(ENTRIES SUPPLIED Opens)

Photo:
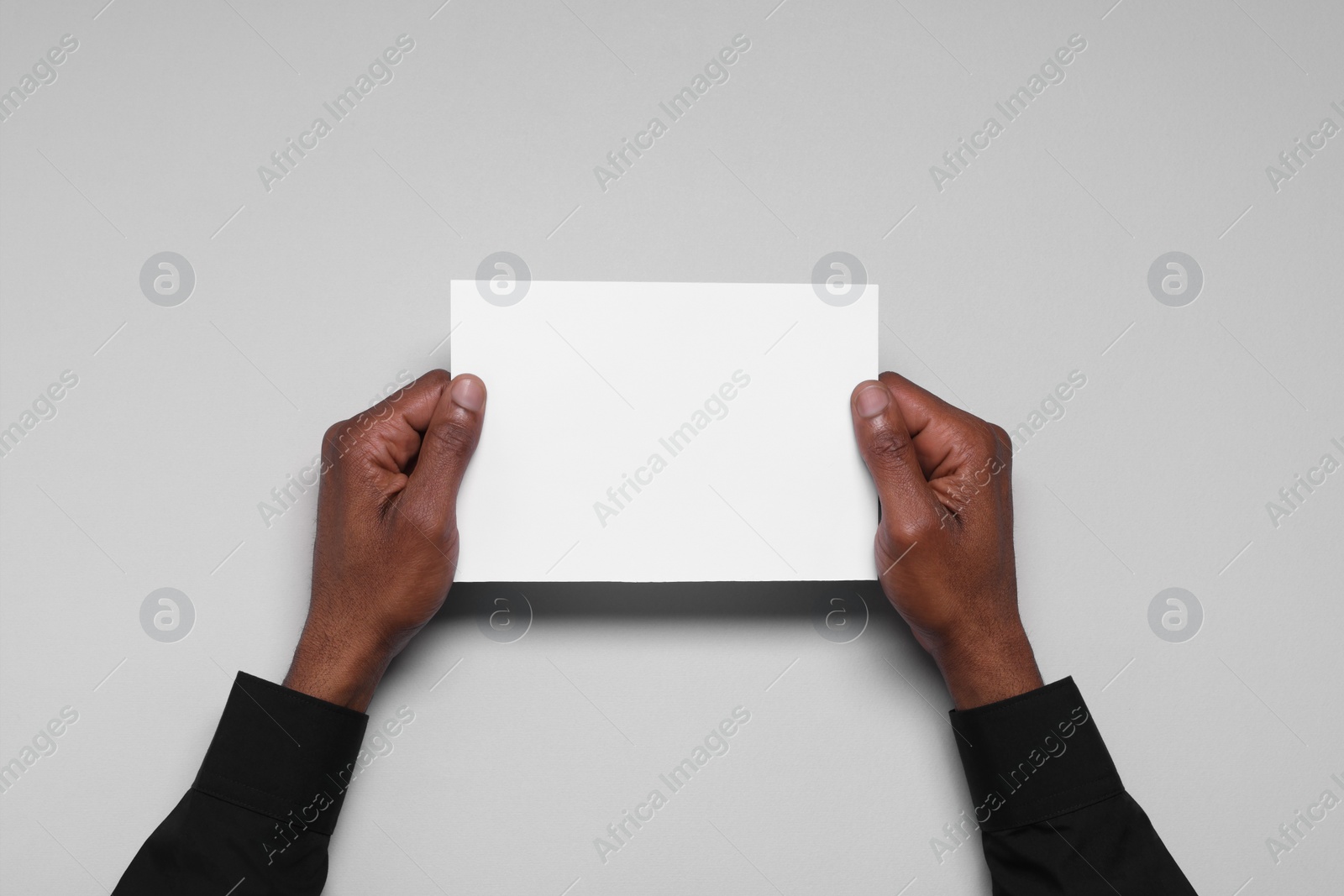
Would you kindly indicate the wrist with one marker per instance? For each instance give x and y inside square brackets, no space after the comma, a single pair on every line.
[339,672]
[987,667]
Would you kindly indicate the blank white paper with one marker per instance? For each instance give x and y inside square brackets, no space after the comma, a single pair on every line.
[665,432]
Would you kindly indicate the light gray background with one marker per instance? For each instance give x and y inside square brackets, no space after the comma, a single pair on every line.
[312,297]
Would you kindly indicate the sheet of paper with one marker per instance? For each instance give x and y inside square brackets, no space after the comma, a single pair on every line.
[665,432]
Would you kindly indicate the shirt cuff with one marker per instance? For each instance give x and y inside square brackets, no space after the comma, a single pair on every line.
[282,754]
[1034,757]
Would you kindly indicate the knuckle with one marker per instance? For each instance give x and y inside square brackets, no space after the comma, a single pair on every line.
[891,448]
[454,437]
[897,535]
[331,438]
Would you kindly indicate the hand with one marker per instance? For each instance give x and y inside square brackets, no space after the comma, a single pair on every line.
[944,544]
[387,543]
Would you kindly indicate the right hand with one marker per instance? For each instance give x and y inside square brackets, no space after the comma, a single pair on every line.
[944,546]
[387,543]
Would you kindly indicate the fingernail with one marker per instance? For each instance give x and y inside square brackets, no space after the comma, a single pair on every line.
[470,392]
[873,401]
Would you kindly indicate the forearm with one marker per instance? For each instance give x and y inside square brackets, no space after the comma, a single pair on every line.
[987,665]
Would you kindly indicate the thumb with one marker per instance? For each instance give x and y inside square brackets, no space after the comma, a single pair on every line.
[447,446]
[909,506]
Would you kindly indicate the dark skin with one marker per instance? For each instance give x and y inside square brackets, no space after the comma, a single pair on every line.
[387,535]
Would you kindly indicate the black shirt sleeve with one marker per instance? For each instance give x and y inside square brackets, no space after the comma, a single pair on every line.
[1053,813]
[264,805]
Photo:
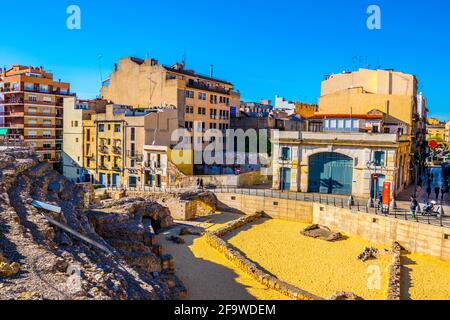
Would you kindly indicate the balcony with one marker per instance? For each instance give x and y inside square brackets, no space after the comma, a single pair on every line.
[43,149]
[117,169]
[12,125]
[39,114]
[201,86]
[117,150]
[134,155]
[334,137]
[12,101]
[41,125]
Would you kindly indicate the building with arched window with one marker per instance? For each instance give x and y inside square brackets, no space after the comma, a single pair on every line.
[350,163]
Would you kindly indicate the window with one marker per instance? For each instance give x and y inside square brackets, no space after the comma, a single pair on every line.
[285,153]
[379,158]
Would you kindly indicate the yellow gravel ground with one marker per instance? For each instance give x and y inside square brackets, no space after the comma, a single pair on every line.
[206,273]
[425,278]
[319,267]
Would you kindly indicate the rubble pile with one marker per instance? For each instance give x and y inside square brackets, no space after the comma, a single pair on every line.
[184,205]
[367,254]
[340,296]
[40,261]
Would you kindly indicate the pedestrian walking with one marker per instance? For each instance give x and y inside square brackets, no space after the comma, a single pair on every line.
[437,190]
[414,205]
[380,201]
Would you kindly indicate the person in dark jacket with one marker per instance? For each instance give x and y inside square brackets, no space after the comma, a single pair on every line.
[414,205]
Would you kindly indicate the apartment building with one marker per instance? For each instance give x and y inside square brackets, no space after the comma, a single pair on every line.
[346,155]
[31,106]
[202,102]
[75,111]
[113,142]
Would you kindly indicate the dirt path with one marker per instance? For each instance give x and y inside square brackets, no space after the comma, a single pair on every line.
[206,273]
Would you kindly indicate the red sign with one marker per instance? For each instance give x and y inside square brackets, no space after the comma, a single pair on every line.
[386,194]
[433,144]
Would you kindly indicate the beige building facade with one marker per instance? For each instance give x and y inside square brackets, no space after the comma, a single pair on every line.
[73,148]
[31,106]
[359,92]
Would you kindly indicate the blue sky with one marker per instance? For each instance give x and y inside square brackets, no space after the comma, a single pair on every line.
[265,48]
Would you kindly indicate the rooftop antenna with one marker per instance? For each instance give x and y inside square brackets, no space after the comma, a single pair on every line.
[100,67]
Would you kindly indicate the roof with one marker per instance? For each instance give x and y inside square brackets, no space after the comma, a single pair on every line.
[346,116]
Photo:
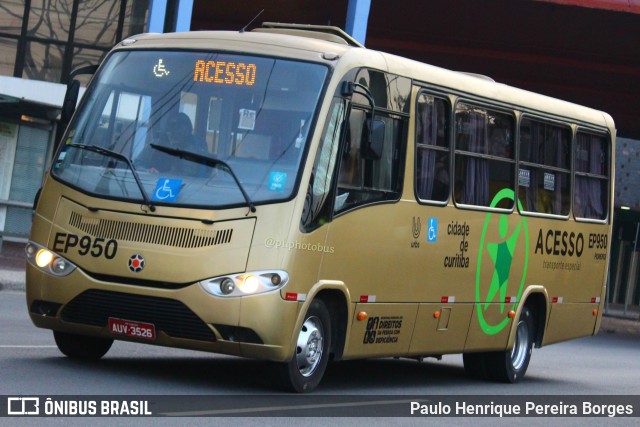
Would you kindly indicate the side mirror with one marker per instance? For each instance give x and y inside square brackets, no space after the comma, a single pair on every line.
[372,139]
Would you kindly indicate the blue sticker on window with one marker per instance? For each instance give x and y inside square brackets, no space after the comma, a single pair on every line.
[167,190]
[277,181]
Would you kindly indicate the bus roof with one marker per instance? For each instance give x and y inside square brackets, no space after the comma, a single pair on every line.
[328,45]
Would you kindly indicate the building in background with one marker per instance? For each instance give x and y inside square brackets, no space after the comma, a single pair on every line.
[585,51]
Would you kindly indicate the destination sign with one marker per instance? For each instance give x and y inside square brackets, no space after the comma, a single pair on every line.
[220,72]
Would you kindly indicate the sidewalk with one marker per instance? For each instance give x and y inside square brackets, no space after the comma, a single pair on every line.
[13,260]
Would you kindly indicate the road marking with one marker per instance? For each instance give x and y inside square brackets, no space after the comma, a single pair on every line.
[26,346]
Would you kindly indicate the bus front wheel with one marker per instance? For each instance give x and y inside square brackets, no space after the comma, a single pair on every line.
[305,369]
[82,346]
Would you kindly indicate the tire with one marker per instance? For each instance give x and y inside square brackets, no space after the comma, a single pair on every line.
[510,365]
[306,368]
[82,346]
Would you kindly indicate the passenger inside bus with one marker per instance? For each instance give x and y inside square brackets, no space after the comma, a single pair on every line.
[176,133]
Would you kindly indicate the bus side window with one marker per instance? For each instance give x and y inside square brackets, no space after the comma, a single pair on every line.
[592,176]
[317,207]
[365,179]
[432,149]
[544,179]
[484,155]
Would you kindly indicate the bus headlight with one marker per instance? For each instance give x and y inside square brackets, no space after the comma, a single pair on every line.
[249,283]
[48,261]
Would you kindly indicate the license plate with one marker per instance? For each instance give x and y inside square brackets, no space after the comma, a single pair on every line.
[132,329]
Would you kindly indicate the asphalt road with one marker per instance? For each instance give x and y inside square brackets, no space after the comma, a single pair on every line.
[30,364]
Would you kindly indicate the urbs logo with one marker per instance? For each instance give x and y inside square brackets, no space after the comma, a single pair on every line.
[502,241]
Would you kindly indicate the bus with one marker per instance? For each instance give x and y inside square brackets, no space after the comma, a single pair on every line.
[286,194]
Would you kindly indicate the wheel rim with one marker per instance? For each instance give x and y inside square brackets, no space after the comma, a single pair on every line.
[521,346]
[310,346]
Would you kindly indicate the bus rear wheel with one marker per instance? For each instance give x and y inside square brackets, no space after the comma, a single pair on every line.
[82,346]
[510,365]
[306,368]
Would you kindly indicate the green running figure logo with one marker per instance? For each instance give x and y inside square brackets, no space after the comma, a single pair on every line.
[501,253]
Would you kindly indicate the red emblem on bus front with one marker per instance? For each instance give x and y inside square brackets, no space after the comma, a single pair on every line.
[136,263]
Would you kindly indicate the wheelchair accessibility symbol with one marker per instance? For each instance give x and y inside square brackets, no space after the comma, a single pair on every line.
[167,190]
[159,70]
[432,230]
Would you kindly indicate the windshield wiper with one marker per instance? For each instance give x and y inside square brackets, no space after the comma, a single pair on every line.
[209,161]
[118,156]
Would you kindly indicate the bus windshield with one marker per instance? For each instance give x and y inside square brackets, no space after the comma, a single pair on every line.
[151,119]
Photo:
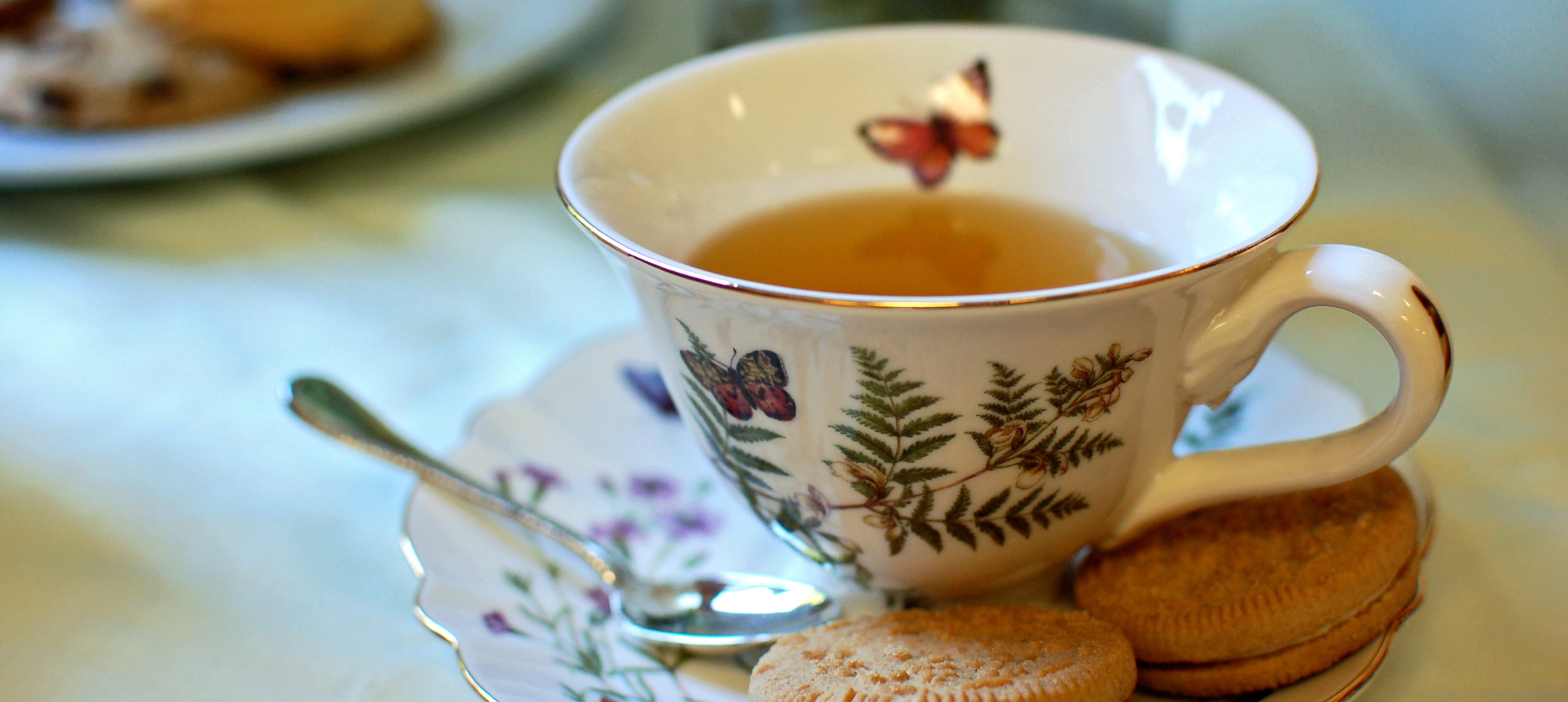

(ENTRIES SUPPLIED Closes)

#### PROBLEM DETAILS:
Each line above is to be transcribed exactly, though its pictures are not.

#### RESULT:
Photo:
Would you kindly indicate the wrist with one marker per instance? For each instance give x and y inside square brackets, no space after the comma, a single pair on every line.
[339,672]
[987,667]
Would you kindly indicate the blank white paper with one marker per instance? For each instance give x and y inside square brackets, no space after the comma, a single pair on every line.
[665,432]
Would you kindly indicate the light gray background with one marker per instance? For each instance give x and y inside square brackets, no space after the comma, a single pair on every line.
[312,297]
Would you kindly indicate the sheet of paper with one marker per instance? For each instance give x and y inside square brackets, no space after the comma, a single pair on every line.
[665,432]
Would you kindly indicate the shirt cuff with one marker per instance? For each instance give x and y inside square brackets, no space after the comma, a single pair on every line.
[282,754]
[1034,757]
Would you kindly indicate the knuckle with one marker per instance? For each instance give x and y inside square brackets, no space after the comma, a single pair on every line.
[891,448]
[454,437]
[897,535]
[331,438]
Would you kindly indicate the hand with one marker per instance? For each instance give x and y inside square brackets, no space after the comma, a single pair on every line.
[944,544]
[387,543]
Would you kindly indicate the right hand with one marker per instance? For each instance give x and y inside square brackets, no space after the comma, a single pair on every line.
[944,546]
[387,543]
Would you kindly indicate the fingernail with one marker per instance? For each instance give x and y inside square brackets, no space after the comma, a single pair on every line.
[470,392]
[873,401]
Would you kindly indicate the forearm with one marker per instance? For each instance give x and y inside square brackets, no space after the comma, a single pair on every line.
[987,665]
Would you kindly indicate the thumb with one marker per instance? For each instance give x and y inside square brackets, no space after the comma, a single pair on every line.
[447,446]
[909,506]
Would you kindly indicate the dark skin with one marker per instance? For each instance give x and y inside square brackets, no space after the comma, a single pair on every line.
[387,535]
Would you kindly indicate the black shirt sleeve with one marker per instance? For each instance give x and y inside square brackets, no space after the comma, a single pair on every line.
[1053,813]
[264,805]
Photo:
Would you kindly indicate the balcony with one marker per instance? For each instance give x and y inside square brackets, no space after the comma, a single pair on every line.
[43,149]
[117,169]
[12,125]
[39,114]
[201,86]
[117,150]
[134,155]
[334,137]
[12,101]
[41,125]
Would you kindly indicate the building with arched window with one marker per instance? For each instance give x and y inside square brackets, no space after the comma, a single pair on every line.
[350,163]
Would you kindly indicate the window with one marker per instance? For each instance give x and y inside square brackets, no space after the comma, a single pair on every line.
[285,153]
[379,158]
Would you kindly indicate the yellow gravel ground with one marker per instance? For each instance give x and y inside square brackets, no space after the comma, a single pair on every line.
[206,273]
[425,278]
[319,267]
Would you kindly indicate the rubble pile with one marker per instance? For each instance give x and y inside square brackets, no space after the comma, a single pair on every line.
[184,205]
[367,254]
[340,296]
[40,261]
Would you kindly indicate the pedestrian walking with one marker per instance? For each instance give x and y inside square brackets, no space after the comma, a single pair on every line.
[437,190]
[414,205]
[380,201]
Would you kindly indicate the person in dark jacket with one marker per instance? For each instance give x and y inside square brackets, no space after the comma, a single pair on every line.
[414,205]
Would you kindly indicate the apartment building with one marker per instance? For each instance give x and y inside square brackets, no space after the comma, a single pair on every line.
[346,155]
[31,106]
[202,102]
[75,111]
[113,142]
Would you kindly indicate the dirt path with one marker per instance? For each instance give x and y inside square brackets, no space after the comma, a single pair on every line.
[206,273]
Would you kindly indicate the red sign with one marker per instance? For each instance give x and y inside square brackets, no space after the comma, a single pair on every line.
[386,194]
[433,144]
Would you kindly indicate the beige building facade with one marker per instance? For each instance give x and y inside square brackets, no space after the comma, a single pair on every line.
[73,148]
[31,106]
[359,92]
Would you kindly indicate the blue sky with one marker per instance? For each instance give x and y inside square brackets, no space after the comma, a single pair on every line.
[265,48]
Would you kindly indicate the rooftop antenna with one marker per instance? For each instance give x and y inside square brackets, no space after the comma, a single pair on every line.
[100,67]
Would you kindly indicate the roof with one marker per instance? For each instance give x and y inside square brackets, no space after the comma, a single pair on every line.
[346,116]
Photo:
Would you kindly indicate the side mirror with one marker per instance? For each instance give x and y inside square brackets, no space after the comma, a single pair on every line.
[372,139]
Would you kindly indicate the blue sticker on window with one marker per instance? For each instance give x and y inside square brackets, no space after the comma, a single pair on every line.
[167,190]
[277,181]
Would you kindly indicate the bus roof with one marker per instance? For each instance give x and y inside square brackets, no space after the comma, a single pair on every line.
[328,45]
Would you kindly indicate the building in background with one marker per instance? For each instance give x and y inside square brackets, no space after the comma, a single pair on every line.
[585,51]
Would you kindly indicate the destination sign with one marker per instance? For each instance give x and y inside square brackets, no space after the comma, a single pair on every line.
[220,72]
Would you kindly indicate the sidewalk with one marker per instance? For each instance give x and y inside square brackets, no space after the comma, a single pair on every line.
[13,260]
Would you kindly indicate the road marking with one marker per instance? For each instance give x and y inside square brackets, no space after the comma, a single pair on every line.
[26,346]
Would you kindly indicate the bus front wheel with one marker per instance? For each instance give x and y inside square brackets, no space after the comma, a single pair on every line.
[305,369]
[82,346]
Would you kindly indicate the tire with one marker per instance? For each instance give x and y inside square brackets, no space after the comma, a single pair on every line.
[510,365]
[306,368]
[82,346]
Would you kindly indicate the passenger inside bus with one marker per instance? For each instance give x and y inside square brackets, no space after the comma, a single pair on every line.
[176,133]
Would you kindly indicate the bus side window with one marker per instance? For each instance give x and y inside square brackets, no space after the comma, a single pair on every line.
[592,176]
[317,207]
[365,179]
[432,149]
[544,179]
[484,155]
Would you kindly indicate the bus headlight with one marker per instance? For each instance give x and y inside square brackets, no space after the comma, a single pair on every line.
[249,283]
[48,261]
Would you kindly indicate the license plate with one marker per instance? For each instance give x and y inside square brackets, no space after the comma, a single pair on every line.
[132,329]
Would you kindly indicate the asphalt road with one marker per instance? For each instance give x and y inside square brackets, no space after the comma, a single pair on every line.
[30,364]
Would you kindly indicate the urbs logo with one marker per instance? For each instance give x and y inside square brackets, no space after the comma, a single pair on every line.
[502,241]
Would you kindly indicate the bus with one marker per instance? For each instance give x and y inside square brackets, no space after the comma, a single pair on every line.
[286,194]
Would you kindly indicate the wheel rim with one marker per instance? For each instance give x and y inside square brackets, no space after the comma, a single pair on every line.
[521,346]
[310,346]
Would you kindly indicate the bus rear wheel with one marker per instance? For each instance give x and y inside square brackets, no space after the comma, a single pair on every line.
[82,346]
[510,365]
[306,368]
Would you kindly indicate the green running figure logo with one marker per instance? For each instance give x and y inside square brackets, no space after the comma, a single pair on every line.
[501,253]
Would you kindly indicate the red emblem on bus front with one marker per instance? For each instance give x and y inside square brackets, no space after the comma, a single pair on every line.
[136,263]
Would you kindly indicate the wheelchair accessibility symbol with one marker per instance? For each instance give x and y inside square brackets, no space after the comma, a single pair on every line.
[167,190]
[159,70]
[432,230]
Would you kindly indicate the windshield wiper with one marker per instance? For each instance give x and y inside square brackets, no space after the comma, a single pair on every line.
[209,161]
[118,156]
Would you kindly indicate the bus windshield with one marker per instance? For each instance give x and y inside square brackets, no space after the comma, a single pair on every line.
[151,119]
Photo:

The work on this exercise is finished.